→ Material supplied:
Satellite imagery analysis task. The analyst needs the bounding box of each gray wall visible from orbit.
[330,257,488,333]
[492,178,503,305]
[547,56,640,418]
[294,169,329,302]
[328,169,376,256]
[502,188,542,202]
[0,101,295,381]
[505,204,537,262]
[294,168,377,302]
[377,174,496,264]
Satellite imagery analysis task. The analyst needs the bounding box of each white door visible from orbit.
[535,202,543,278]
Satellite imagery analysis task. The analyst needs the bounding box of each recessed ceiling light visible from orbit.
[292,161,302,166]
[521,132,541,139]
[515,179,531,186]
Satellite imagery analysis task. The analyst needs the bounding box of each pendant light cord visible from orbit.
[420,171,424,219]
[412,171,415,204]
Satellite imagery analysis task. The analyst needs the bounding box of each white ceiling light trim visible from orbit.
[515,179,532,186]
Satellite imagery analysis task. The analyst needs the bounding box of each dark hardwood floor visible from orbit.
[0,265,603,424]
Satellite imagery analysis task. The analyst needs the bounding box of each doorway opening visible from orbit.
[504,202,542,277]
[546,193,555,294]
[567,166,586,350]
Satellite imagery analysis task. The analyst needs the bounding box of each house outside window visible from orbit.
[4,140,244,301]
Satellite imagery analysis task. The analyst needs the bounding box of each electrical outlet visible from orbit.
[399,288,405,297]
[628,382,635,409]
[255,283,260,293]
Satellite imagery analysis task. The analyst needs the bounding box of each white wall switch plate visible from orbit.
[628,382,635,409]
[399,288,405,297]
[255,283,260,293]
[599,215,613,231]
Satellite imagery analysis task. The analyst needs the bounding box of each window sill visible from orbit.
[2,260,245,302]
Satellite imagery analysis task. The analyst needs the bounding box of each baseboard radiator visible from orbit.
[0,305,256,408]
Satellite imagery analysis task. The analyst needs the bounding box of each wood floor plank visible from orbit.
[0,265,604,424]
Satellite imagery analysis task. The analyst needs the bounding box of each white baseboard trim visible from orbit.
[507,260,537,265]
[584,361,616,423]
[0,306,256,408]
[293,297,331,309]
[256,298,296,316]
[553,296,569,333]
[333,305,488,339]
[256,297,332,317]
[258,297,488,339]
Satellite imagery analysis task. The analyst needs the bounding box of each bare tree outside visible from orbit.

→ Your instructions:
Reproduce the listing above exactly.

→ Result of this exercise:
Satellite imagery analysis task. The analyst needs the bounding box of each gray wall visible from orbit.
[330,257,488,333]
[492,178,503,305]
[547,56,640,418]
[294,169,329,302]
[328,169,376,256]
[502,188,542,202]
[0,101,295,381]
[505,204,537,262]
[294,168,377,302]
[377,174,496,264]
Satellite imagery analysis task. The analyst needs the bounding box of each white door visible from orbit.
[535,202,543,278]
Satellite imagery analysis task. The analyst needs the bounding box of each recessed ceiling light visible from orbit.
[292,161,302,166]
[521,132,541,139]
[515,179,531,186]
Satellite imagery analysis task. The analyst needs the bounding box of each pendant light cord visible from orbit.
[420,171,424,219]
[412,171,415,204]
Satellite imagery analysis task. The analyst needs the bounding box of each white ceiling light trim visible from orbit.
[515,179,532,186]
Satellite imagery analysis task. The analyst needs the bounding box of each dark hardwood floor visible from orbit.
[0,265,603,424]
Satellite imagery analysis task. The analyst needs the bounding box of each doorway opening visible from orbit.
[504,202,542,277]
[546,193,555,294]
[567,166,586,350]
Satellite imagery analysis task. The analyst needs the bounding box of each house outside window visible from orbit.
[4,140,244,301]
Satellite imagery analysis task. The analyst needs the bounding box of each electrical outlet visible from orbit.
[399,288,405,297]
[628,382,635,409]
[255,283,260,293]
Satellite imagery analysis task. The analyst needs the bounding box of each white wall switch plate visible from orbit.
[628,382,635,409]
[399,288,405,297]
[255,283,260,293]
[599,215,613,231]
Satellite imagery analysis task. The analyst needs the bounding box of each window sill visible from orbit.
[2,260,245,302]
Satellite imagery analysis task. The analyst needs the bounding box of each baseboard radiator visible from orbit.
[0,305,256,408]
Satellite imagery analysis task. The analyst needs the bounding box of each wood floor plank visible from orbit.
[0,265,604,424]
Satellite imagery analysis task. The analyst needs the bounding box of each white baseboard trim visible from orbit.
[507,260,537,265]
[584,361,616,423]
[0,306,256,408]
[293,297,331,309]
[256,298,296,316]
[553,296,569,333]
[333,305,488,339]
[256,297,332,317]
[258,297,488,339]
Satellite imagery analysis task. The analyst needs the bounding box of each bare tree outside visible from orbit.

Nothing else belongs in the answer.